### Exercise requirements:
In the guppy-breeding forum thread, how many fry did the first female drop in her first batch?
[BEGIN Excerpted passage]
# New Babies in the house...



## 1fish2fish (Sep 10, 2009)

Since I can't feasibly breed bettas right now I decided to undertake a much easier species to breed... Guppies!

Before everyone gets super gushy. My main motive for raising guppies is live food for my bettas. What I don't feed will be given away to the LFS for store credit or on craigslist as feeders.

I rescued a male off craigslist (actually the owner just gave him to me after I agreed to take in her unwanted bettas) and got two females from the pet store. Unfortunately the male died (most likely due to old age) but my two females are happy and healthy.

My first female dropped her first batch today. 13 little fry. This batch I will be keeping and raising to adulthood before giving away.. purely for the experience of raising them.









Bottom female is the mother of these fry.










I'll try to update with pics of these guys. Since there are 13 what I'll probably do is go ahead and cull half and raise the other half, then do the same with the other female's first drop.


----------



## vilmarisv (Apr 17, 2010)

Best of luck, Jackie. 
It's a great idea which I tried once in the past but my bettas at the time wouldn't eat the guppies. It was the only live food I had ever presented them with so it might've something to do with that.


----------



## 1fish2fish (Sep 10, 2009)
[END Excerpted passage]
[BEGIN Dataset records]
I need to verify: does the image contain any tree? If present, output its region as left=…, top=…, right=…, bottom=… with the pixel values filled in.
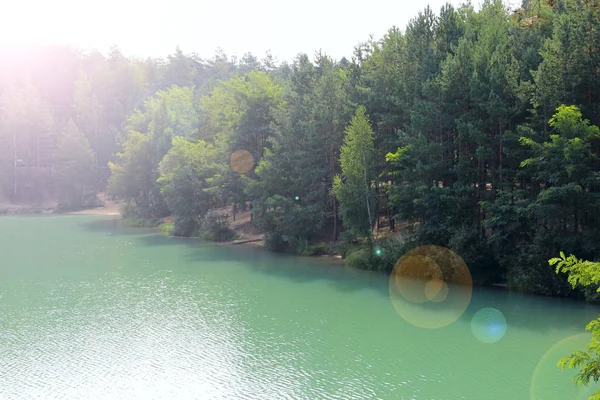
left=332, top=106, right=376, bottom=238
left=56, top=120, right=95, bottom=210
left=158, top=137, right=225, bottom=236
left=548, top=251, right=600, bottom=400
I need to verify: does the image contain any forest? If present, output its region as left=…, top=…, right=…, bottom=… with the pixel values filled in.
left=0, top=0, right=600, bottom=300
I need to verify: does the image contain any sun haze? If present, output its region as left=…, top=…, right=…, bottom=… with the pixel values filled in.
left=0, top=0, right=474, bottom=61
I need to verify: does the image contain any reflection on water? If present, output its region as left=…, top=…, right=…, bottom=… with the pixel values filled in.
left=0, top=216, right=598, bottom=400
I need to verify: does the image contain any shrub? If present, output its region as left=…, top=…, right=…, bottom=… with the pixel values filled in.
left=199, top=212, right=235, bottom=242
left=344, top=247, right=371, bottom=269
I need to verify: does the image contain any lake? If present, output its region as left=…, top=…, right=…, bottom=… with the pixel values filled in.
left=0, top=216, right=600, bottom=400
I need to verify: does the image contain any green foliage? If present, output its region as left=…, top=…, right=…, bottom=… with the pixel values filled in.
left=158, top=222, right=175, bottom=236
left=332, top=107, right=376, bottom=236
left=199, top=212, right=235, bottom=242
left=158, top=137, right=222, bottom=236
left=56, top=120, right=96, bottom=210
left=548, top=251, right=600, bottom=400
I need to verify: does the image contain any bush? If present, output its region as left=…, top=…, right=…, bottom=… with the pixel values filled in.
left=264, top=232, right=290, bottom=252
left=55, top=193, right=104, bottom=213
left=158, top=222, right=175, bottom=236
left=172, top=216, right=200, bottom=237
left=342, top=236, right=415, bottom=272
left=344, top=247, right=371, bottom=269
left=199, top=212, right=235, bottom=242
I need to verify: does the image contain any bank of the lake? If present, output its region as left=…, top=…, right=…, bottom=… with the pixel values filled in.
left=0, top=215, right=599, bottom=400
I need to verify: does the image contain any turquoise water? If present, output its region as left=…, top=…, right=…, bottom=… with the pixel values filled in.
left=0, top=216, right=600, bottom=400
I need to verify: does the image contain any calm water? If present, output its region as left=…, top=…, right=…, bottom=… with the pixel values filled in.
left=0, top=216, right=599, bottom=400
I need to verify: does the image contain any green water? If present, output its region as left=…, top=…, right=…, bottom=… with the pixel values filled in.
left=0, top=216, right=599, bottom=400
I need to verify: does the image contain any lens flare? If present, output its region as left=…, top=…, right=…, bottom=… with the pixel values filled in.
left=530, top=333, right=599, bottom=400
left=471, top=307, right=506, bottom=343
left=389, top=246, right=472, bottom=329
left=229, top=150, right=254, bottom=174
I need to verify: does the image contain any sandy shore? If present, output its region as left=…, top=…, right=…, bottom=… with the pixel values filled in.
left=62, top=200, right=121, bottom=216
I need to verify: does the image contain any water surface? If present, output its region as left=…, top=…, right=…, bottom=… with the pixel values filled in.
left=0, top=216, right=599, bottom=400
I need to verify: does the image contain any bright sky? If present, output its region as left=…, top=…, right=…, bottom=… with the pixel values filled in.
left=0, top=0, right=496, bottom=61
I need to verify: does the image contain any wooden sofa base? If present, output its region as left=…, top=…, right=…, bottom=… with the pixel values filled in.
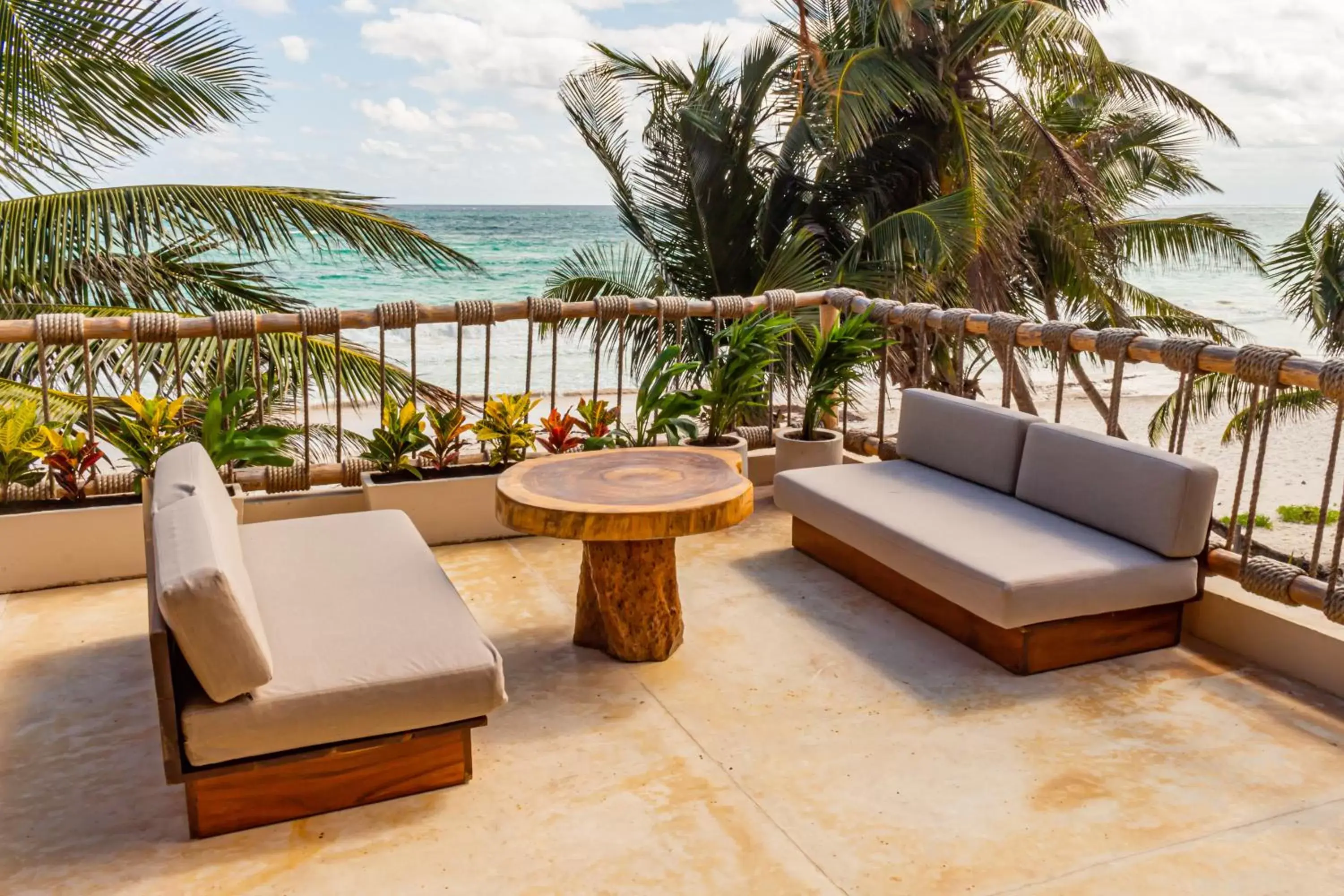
[END Dataset records]
[BEGIN Dataset records]
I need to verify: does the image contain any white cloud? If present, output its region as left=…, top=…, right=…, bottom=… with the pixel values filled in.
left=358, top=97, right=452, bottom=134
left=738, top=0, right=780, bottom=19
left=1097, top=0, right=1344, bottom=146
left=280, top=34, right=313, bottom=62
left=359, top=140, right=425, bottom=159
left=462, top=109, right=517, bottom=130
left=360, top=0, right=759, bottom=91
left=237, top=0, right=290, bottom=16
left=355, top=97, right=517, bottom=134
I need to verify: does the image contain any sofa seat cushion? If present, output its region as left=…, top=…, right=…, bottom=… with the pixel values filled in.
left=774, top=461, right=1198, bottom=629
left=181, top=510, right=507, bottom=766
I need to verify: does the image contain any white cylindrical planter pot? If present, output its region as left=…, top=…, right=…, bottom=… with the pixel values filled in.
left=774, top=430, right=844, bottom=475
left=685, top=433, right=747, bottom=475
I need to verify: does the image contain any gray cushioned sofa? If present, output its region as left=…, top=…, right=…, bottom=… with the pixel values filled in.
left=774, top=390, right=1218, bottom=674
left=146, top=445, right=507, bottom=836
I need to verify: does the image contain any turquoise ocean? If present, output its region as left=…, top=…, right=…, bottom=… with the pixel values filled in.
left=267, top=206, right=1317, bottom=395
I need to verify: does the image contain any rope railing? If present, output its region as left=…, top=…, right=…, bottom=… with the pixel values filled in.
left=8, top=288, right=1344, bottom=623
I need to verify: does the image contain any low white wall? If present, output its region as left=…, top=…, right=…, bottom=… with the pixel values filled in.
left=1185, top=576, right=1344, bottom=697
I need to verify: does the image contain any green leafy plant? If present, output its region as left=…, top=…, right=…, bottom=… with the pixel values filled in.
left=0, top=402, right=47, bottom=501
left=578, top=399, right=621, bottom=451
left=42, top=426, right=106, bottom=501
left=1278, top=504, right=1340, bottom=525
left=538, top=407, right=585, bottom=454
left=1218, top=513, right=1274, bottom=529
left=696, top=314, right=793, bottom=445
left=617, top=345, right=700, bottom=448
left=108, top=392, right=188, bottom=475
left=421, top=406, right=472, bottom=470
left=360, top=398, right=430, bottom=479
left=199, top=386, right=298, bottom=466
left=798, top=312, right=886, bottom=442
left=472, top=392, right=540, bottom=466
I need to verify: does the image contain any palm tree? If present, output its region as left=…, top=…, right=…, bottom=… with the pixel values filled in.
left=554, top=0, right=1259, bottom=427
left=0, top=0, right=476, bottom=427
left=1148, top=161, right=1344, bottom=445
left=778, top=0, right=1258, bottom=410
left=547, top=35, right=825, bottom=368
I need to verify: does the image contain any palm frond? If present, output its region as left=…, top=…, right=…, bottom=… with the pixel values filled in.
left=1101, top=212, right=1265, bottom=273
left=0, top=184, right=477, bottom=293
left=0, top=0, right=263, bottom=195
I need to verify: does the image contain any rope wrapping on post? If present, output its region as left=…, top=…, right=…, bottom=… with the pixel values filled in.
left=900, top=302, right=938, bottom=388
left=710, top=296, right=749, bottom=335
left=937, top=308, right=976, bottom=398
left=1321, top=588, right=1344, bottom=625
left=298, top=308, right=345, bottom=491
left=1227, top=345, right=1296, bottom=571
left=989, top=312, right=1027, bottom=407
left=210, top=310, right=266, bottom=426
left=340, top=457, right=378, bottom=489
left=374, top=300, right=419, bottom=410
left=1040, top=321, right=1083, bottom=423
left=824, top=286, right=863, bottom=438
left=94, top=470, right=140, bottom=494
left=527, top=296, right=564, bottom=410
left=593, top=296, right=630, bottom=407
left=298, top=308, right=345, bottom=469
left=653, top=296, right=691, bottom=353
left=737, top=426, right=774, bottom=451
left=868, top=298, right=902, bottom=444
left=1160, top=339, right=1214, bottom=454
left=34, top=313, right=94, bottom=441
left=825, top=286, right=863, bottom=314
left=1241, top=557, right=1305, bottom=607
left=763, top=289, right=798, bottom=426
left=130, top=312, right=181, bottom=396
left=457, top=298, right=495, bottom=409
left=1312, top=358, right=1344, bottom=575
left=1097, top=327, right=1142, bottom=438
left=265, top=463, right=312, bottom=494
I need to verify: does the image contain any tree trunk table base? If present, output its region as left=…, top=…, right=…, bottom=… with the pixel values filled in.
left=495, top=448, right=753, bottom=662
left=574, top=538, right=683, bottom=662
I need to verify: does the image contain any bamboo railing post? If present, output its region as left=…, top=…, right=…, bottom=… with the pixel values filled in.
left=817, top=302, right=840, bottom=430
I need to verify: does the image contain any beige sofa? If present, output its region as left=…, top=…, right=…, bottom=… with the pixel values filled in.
[END Dataset records]
### The answer:
13 fry.